Text passage:
Distribution Metrics

ACV (All Commodity Volume) metric.

ACV measures total dollar sales across all products in a set of stores, expressed in millions ($MM).

`Acv`

Calculates ACV (All Commodity Volume) for a set of stores.

ACV represents total dollar sales across all products, expressed in millions ($MM). NaN values in the spend column are excluded from the sum.

Results are accessible via the table attribute (ibis Table) or the df property (materialized pandas DataFrame).

Parameters:

Name	Type	Description	Default
`df`	`DataFrame \| Table`	Transaction data containing at least a unit_spend column.	required
`group_col`	`str \| list[str] \| None`	Optional column(s) to group the ACV calculation by (e.g., store_id). Defaults to None for total ACV.	`None`
`acv_scale_factor`	`float`	Factor to scale the ACV result (default is 1,000,000 for $MM).	`1000000`

Raises:

Type	Description
`TypeError`	If df is not a pandas DataFrame or an Ibis Table.
`ValueError`	If required columns are missing from the data or if acv_scale_factor is not positive.

Source code in openretailscience/metrics/distribution/acv.py

class Acv:
    """Calculates ACV (All Commodity Volume) for a set of stores.

    ACV represents total dollar sales across all products, expressed in millions ($MM).
    NaN values in the spend column are excluded from the sum.

    Results are accessible via the `table` attribute (ibis Table) or the `df` property
    (materialized pandas DataFrame).

    Args:
        df (pd.DataFrame | ibis.Table): Transaction data containing at least a unit_spend column.
        group_col (str | list[str] | None, optional): Optional column(s) to group the ACV calculation by
            (e.g., store_id). Defaults to None for total ACV.
        acv_scale_factor (float, optional): Factor to scale the ACV result (default is 1,000,000 for $MM).

    Raises:
        TypeError: If df is not a pandas DataFrame or an Ibis Table.
        ValueError: If required columns are missing from the data or if acv_scale_factor is not positive.
    """

    def __init__(
        self,
        df: pd.DataFrame | ibis.Table,
        *,
        group_col: str | list[str] | None = None,
        acv_scale_factor: float = 1_000_000,
    ) -> None:
        """Initializes the ACV calculation."""
        self._df: pd.DataFrame | None = None
        self.table: ibis.Table

        df = ensure_ibis_table(df)

Data extract:

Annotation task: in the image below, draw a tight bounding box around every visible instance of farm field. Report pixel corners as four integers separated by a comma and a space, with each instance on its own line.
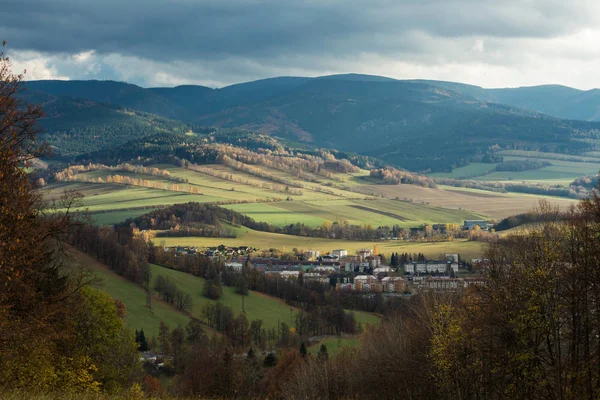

Problems:
1. Reproduce the part of the ACV documentation between "ACV measures total" and "property (materialized pandas DataFrame).", inclusive.
2. List every parameter named in the Parameters table of the ACV documentation.

Solutions below:
1.
ACV measures total dollar sales across all products in a set of stores, expressed in millions ($MM).

`Acv`

Calculates ACV (All Commodity Volume) for a set of stores.

ACV represents total dollar sales across all products, expressed in millions ($MM). NaN values in the spend column are excluded from the sum.

Results are accessible via the table attribute (ibis Table) or the df property (materialized pandas DataFrame).

2. df, group_col, acv_scale_factor